• **Challenge**: Return each line of the listing below that contains the string "sign". Case counts.

• **Given records**:
>> start

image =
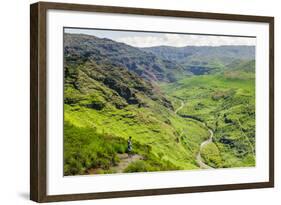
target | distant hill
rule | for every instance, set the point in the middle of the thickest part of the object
(199, 60)
(95, 74)
(105, 51)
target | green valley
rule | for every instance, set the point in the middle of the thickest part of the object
(167, 105)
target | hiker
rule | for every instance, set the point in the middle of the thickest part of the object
(130, 148)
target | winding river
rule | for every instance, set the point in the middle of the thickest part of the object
(199, 159)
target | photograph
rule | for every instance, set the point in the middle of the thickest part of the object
(147, 101)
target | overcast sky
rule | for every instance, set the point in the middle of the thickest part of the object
(146, 39)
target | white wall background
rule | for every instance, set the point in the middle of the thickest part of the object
(14, 101)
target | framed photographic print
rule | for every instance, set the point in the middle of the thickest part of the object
(134, 102)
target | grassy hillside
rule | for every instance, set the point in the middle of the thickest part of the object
(113, 91)
(105, 104)
(227, 104)
(201, 60)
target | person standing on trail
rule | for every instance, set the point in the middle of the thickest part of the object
(130, 146)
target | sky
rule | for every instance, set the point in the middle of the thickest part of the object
(148, 39)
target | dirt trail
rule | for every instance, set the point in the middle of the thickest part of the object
(199, 159)
(125, 160)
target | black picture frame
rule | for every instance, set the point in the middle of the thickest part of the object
(38, 103)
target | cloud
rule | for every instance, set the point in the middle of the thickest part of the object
(180, 40)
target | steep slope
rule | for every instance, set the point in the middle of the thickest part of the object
(105, 51)
(199, 60)
(106, 102)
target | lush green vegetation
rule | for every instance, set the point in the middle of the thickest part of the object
(113, 91)
(227, 104)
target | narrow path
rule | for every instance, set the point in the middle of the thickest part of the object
(199, 159)
(125, 160)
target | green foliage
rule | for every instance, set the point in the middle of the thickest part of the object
(227, 105)
(113, 91)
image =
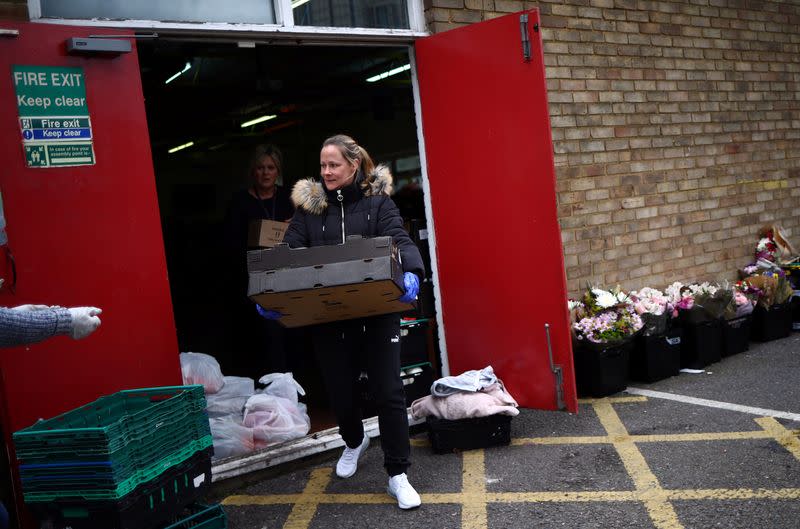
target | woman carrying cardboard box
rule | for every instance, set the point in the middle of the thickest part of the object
(353, 197)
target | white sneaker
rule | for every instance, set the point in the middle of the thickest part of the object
(348, 462)
(401, 490)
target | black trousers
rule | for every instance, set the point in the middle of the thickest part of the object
(373, 344)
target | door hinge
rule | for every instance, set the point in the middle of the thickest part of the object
(526, 41)
(558, 373)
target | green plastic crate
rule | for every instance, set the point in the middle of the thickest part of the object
(83, 489)
(112, 421)
(169, 436)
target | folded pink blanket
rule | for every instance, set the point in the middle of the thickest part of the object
(467, 404)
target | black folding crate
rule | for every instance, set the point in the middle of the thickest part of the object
(656, 357)
(701, 344)
(150, 504)
(467, 434)
(601, 369)
(417, 381)
(772, 323)
(735, 335)
(413, 342)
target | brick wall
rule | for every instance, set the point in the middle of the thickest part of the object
(676, 129)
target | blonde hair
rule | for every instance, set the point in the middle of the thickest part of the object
(352, 151)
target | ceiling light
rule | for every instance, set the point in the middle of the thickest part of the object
(185, 68)
(259, 120)
(386, 74)
(180, 147)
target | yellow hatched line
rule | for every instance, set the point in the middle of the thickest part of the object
(734, 494)
(304, 509)
(783, 435)
(647, 486)
(614, 400)
(661, 438)
(473, 510)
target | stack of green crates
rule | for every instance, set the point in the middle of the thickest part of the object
(103, 452)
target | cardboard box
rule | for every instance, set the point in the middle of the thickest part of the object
(265, 233)
(362, 277)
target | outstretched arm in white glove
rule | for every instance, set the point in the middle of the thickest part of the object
(84, 321)
(28, 324)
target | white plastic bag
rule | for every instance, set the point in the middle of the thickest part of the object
(282, 385)
(275, 419)
(230, 437)
(199, 368)
(230, 400)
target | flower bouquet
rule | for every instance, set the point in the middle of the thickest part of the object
(656, 353)
(697, 309)
(651, 305)
(736, 320)
(605, 317)
(772, 317)
(604, 325)
(743, 300)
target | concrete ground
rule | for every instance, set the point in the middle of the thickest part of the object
(717, 449)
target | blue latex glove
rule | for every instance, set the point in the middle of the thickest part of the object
(411, 283)
(268, 314)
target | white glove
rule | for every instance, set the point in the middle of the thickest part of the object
(84, 321)
(30, 308)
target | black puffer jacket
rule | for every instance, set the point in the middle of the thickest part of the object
(363, 208)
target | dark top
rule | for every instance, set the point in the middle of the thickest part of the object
(365, 215)
(245, 208)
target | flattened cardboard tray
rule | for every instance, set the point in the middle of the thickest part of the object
(327, 304)
(360, 278)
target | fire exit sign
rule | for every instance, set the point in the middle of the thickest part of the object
(53, 116)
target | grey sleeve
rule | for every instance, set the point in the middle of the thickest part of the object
(24, 327)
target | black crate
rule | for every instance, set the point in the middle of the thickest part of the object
(601, 370)
(771, 324)
(466, 434)
(413, 343)
(426, 306)
(735, 335)
(701, 344)
(656, 357)
(148, 505)
(417, 382)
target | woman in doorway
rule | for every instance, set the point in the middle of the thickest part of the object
(262, 199)
(353, 198)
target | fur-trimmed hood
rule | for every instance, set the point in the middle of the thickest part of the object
(311, 196)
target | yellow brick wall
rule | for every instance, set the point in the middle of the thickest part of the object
(676, 129)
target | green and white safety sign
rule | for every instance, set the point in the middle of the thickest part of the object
(53, 116)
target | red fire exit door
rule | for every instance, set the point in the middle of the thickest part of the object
(83, 235)
(492, 185)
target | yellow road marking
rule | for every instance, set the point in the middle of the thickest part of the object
(735, 494)
(660, 510)
(473, 510)
(304, 509)
(659, 438)
(474, 497)
(781, 434)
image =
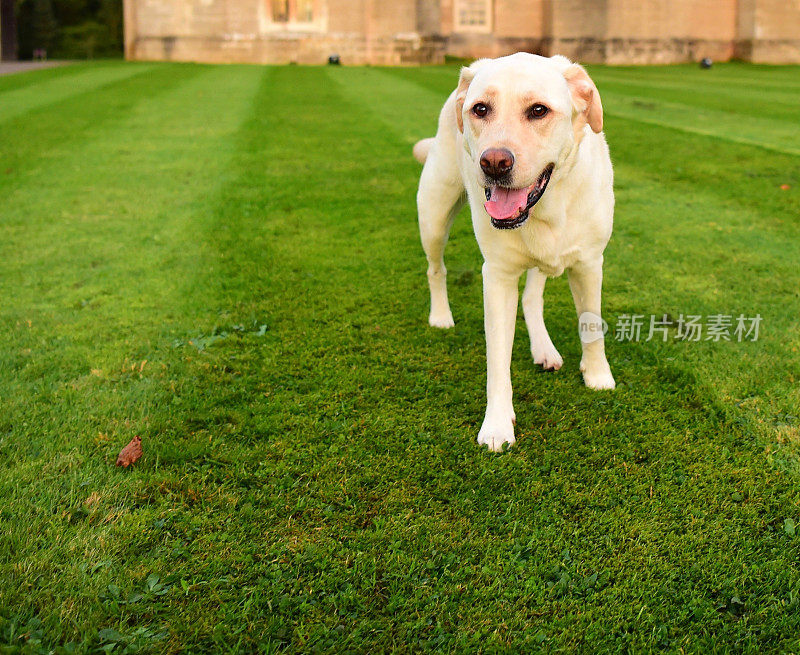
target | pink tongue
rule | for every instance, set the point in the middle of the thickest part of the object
(506, 203)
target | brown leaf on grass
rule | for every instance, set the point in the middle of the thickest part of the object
(131, 453)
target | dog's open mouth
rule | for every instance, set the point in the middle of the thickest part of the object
(509, 208)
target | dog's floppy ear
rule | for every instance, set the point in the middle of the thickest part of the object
(467, 75)
(585, 98)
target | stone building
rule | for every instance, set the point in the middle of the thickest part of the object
(424, 31)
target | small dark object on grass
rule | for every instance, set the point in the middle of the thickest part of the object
(131, 453)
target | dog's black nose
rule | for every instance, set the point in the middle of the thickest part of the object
(496, 162)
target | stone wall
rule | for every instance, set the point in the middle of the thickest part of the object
(400, 32)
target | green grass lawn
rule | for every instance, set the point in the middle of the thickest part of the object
(225, 261)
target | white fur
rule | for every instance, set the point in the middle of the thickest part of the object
(567, 229)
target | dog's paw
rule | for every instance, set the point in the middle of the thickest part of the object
(442, 320)
(495, 434)
(546, 356)
(598, 376)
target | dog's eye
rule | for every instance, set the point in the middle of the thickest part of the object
(537, 111)
(480, 110)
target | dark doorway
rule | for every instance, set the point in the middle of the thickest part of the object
(8, 31)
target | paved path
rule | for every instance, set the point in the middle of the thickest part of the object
(9, 67)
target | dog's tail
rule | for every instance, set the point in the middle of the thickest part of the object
(421, 149)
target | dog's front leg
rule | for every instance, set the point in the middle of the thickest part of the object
(585, 282)
(500, 298)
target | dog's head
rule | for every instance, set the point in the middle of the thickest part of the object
(520, 116)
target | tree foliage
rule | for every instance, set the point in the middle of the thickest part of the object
(70, 29)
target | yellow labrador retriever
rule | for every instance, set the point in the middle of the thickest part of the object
(522, 135)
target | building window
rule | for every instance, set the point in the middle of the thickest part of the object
(292, 11)
(473, 15)
(280, 11)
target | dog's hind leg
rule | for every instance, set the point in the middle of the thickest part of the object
(439, 199)
(542, 348)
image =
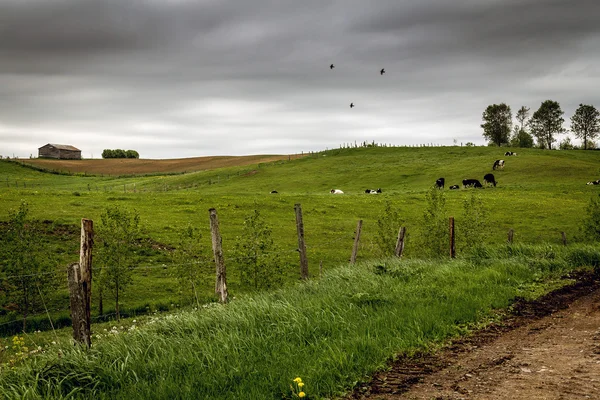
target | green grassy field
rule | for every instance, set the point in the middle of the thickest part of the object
(331, 331)
(539, 194)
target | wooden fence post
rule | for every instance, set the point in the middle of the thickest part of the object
(452, 239)
(400, 242)
(301, 243)
(217, 242)
(76, 301)
(356, 240)
(80, 286)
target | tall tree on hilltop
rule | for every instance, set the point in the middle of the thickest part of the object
(497, 123)
(547, 122)
(522, 116)
(585, 123)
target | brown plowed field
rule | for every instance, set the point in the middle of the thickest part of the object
(548, 349)
(142, 167)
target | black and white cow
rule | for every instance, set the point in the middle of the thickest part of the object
(439, 183)
(498, 164)
(489, 179)
(472, 183)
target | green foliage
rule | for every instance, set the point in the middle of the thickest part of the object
(546, 123)
(25, 277)
(566, 144)
(522, 115)
(189, 259)
(255, 255)
(585, 123)
(118, 231)
(472, 227)
(497, 123)
(521, 138)
(434, 230)
(590, 226)
(119, 153)
(388, 224)
(588, 256)
(332, 333)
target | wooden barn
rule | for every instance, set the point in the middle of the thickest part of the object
(60, 151)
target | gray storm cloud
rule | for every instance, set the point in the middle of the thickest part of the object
(168, 77)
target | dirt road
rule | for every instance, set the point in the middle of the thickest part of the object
(548, 349)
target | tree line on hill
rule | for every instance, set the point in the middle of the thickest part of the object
(544, 125)
(118, 153)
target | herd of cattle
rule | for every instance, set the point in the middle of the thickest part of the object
(488, 179)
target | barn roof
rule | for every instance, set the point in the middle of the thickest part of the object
(62, 146)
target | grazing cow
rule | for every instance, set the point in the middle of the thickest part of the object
(498, 164)
(440, 183)
(472, 182)
(489, 178)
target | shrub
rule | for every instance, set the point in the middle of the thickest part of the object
(590, 226)
(388, 224)
(472, 227)
(254, 255)
(434, 236)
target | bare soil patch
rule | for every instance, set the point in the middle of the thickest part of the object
(546, 349)
(129, 166)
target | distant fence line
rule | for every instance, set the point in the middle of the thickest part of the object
(221, 258)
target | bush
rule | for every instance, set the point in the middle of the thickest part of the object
(119, 153)
(255, 251)
(472, 227)
(434, 236)
(590, 226)
(388, 224)
(585, 257)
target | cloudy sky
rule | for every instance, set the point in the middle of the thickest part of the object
(179, 78)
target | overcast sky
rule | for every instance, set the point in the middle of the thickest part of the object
(177, 78)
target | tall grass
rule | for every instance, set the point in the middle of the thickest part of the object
(331, 332)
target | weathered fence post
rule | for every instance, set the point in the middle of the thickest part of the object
(85, 260)
(217, 242)
(356, 240)
(452, 239)
(400, 242)
(80, 286)
(301, 244)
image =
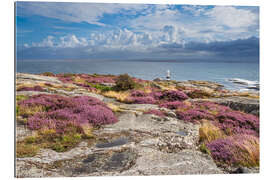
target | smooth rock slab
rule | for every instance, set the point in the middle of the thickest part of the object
(152, 162)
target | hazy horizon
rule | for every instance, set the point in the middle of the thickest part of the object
(48, 30)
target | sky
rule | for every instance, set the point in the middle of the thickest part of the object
(47, 30)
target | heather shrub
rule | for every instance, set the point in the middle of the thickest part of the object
(155, 112)
(204, 149)
(20, 97)
(120, 95)
(142, 100)
(173, 105)
(124, 82)
(102, 87)
(193, 115)
(236, 150)
(156, 95)
(62, 113)
(138, 93)
(172, 95)
(238, 122)
(26, 111)
(35, 88)
(26, 150)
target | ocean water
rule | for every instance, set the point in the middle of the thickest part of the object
(220, 72)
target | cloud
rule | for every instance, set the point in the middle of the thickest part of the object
(232, 17)
(75, 12)
(78, 48)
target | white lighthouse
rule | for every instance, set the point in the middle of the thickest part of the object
(168, 77)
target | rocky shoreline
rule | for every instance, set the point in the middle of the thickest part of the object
(138, 143)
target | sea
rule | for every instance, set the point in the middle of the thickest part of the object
(239, 76)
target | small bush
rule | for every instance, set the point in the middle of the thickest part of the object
(193, 115)
(142, 100)
(120, 96)
(35, 88)
(204, 149)
(172, 95)
(241, 150)
(102, 87)
(124, 82)
(26, 150)
(209, 132)
(174, 105)
(62, 113)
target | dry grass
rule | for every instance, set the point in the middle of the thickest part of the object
(249, 151)
(120, 96)
(26, 149)
(209, 132)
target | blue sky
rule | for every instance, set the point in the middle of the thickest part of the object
(47, 30)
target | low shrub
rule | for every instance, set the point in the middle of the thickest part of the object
(209, 132)
(26, 150)
(172, 95)
(142, 100)
(119, 95)
(155, 112)
(102, 87)
(174, 105)
(236, 150)
(35, 88)
(62, 113)
(138, 93)
(193, 115)
(238, 122)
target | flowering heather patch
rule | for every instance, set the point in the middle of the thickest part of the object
(172, 95)
(238, 122)
(156, 95)
(86, 86)
(142, 100)
(236, 150)
(212, 107)
(209, 132)
(65, 112)
(193, 115)
(138, 93)
(35, 88)
(73, 78)
(174, 105)
(155, 112)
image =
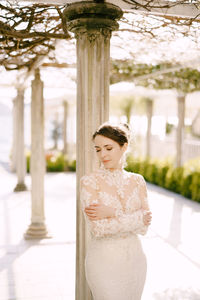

>> end

• **The reply**:
target | fire exit sign
target | green and white safety sign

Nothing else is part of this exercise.